** EXERCISE BRIEF **
Report how many lines of the material contain the string "tree", counting only matches with the same letter case, and give the number alone.

** MATERIAL PROVIDED **
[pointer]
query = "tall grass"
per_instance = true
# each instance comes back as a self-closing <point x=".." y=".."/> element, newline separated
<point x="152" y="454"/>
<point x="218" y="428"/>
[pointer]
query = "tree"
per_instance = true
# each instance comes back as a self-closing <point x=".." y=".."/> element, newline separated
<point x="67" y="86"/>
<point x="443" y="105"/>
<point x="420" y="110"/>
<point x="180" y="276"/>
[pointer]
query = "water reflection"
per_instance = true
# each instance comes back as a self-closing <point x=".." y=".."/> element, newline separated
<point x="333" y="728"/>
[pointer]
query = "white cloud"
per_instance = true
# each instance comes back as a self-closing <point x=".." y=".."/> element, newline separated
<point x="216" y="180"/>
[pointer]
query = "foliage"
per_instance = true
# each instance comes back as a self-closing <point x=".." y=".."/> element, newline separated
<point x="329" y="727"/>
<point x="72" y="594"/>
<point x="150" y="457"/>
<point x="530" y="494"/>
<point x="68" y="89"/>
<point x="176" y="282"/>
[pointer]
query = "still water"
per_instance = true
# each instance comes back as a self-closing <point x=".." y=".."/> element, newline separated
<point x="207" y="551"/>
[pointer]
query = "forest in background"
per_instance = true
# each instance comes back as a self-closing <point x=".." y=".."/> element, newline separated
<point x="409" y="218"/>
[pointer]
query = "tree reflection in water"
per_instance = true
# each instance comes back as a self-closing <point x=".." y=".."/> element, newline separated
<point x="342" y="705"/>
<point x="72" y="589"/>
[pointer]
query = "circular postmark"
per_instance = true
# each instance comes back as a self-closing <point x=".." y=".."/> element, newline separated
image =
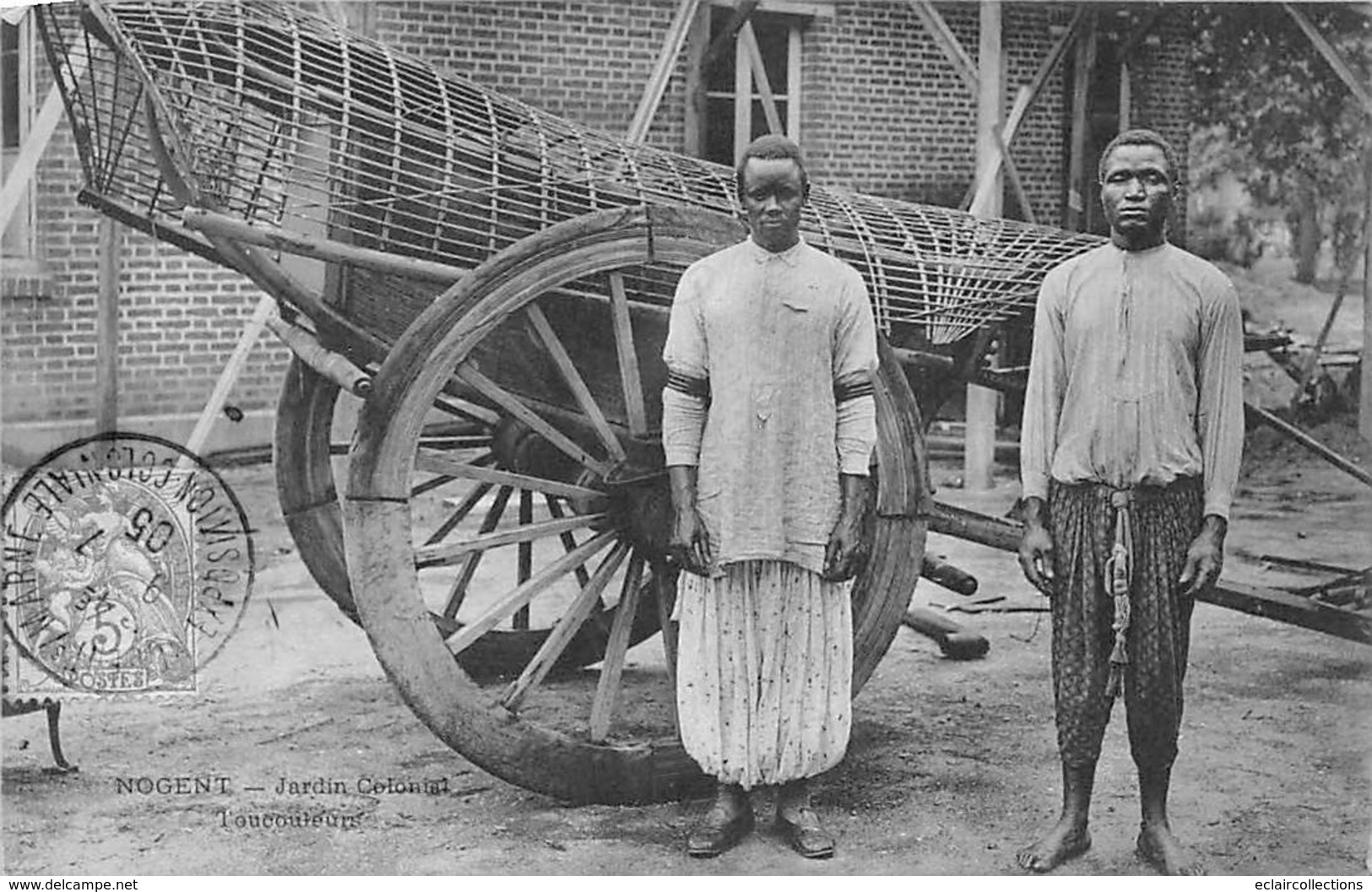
<point x="127" y="563"/>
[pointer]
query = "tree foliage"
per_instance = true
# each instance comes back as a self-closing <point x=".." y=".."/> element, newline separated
<point x="1290" y="129"/>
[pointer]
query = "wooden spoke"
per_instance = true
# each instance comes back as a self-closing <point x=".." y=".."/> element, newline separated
<point x="568" y="539"/>
<point x="460" y="513"/>
<point x="454" y="441"/>
<point x="627" y="353"/>
<point x="566" y="629"/>
<point x="465" y="409"/>
<point x="574" y="381"/>
<point x="527" y="592"/>
<point x="526" y="554"/>
<point x="432" y="484"/>
<point x="607" y="690"/>
<point x="457" y="592"/>
<point x="443" y="554"/>
<point x="664" y="618"/>
<point x="441" y="462"/>
<point x="497" y="394"/>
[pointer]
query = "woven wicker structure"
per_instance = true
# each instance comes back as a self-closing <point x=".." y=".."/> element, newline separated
<point x="280" y="118"/>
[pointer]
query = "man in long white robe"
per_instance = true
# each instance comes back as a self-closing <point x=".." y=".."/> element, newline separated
<point x="768" y="425"/>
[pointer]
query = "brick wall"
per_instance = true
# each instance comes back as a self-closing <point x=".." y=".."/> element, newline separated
<point x="179" y="315"/>
<point x="882" y="111"/>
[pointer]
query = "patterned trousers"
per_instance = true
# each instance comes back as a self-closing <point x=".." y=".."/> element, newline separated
<point x="1163" y="521"/>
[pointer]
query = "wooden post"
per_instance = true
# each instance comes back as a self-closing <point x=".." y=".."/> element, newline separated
<point x="662" y="72"/>
<point x="1365" y="390"/>
<point x="980" y="451"/>
<point x="107" y="330"/>
<point x="1075" y="213"/>
<point x="1125" y="96"/>
<point x="695" y="124"/>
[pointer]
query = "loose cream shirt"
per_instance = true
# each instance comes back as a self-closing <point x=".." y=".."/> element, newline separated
<point x="1136" y="375"/>
<point x="773" y="333"/>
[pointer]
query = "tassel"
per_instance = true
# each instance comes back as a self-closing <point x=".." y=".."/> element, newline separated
<point x="1119" y="572"/>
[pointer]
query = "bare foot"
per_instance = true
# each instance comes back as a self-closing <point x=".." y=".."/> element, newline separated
<point x="1065" y="841"/>
<point x="1161" y="848"/>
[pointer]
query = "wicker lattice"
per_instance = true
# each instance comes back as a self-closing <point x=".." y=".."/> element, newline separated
<point x="279" y="117"/>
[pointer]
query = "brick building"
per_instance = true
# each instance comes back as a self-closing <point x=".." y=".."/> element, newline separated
<point x="860" y="83"/>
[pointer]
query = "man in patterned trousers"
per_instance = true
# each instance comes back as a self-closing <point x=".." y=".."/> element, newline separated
<point x="1132" y="433"/>
<point x="768" y="425"/>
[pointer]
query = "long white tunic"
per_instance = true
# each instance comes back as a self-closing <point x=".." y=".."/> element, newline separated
<point x="1136" y="375"/>
<point x="770" y="361"/>
<point x="773" y="337"/>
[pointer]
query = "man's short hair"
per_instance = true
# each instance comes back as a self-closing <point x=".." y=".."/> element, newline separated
<point x="1141" y="136"/>
<point x="772" y="147"/>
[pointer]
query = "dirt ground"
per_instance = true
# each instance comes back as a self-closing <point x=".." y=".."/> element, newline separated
<point x="951" y="767"/>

** OUTPUT FOR THIS TASK **
3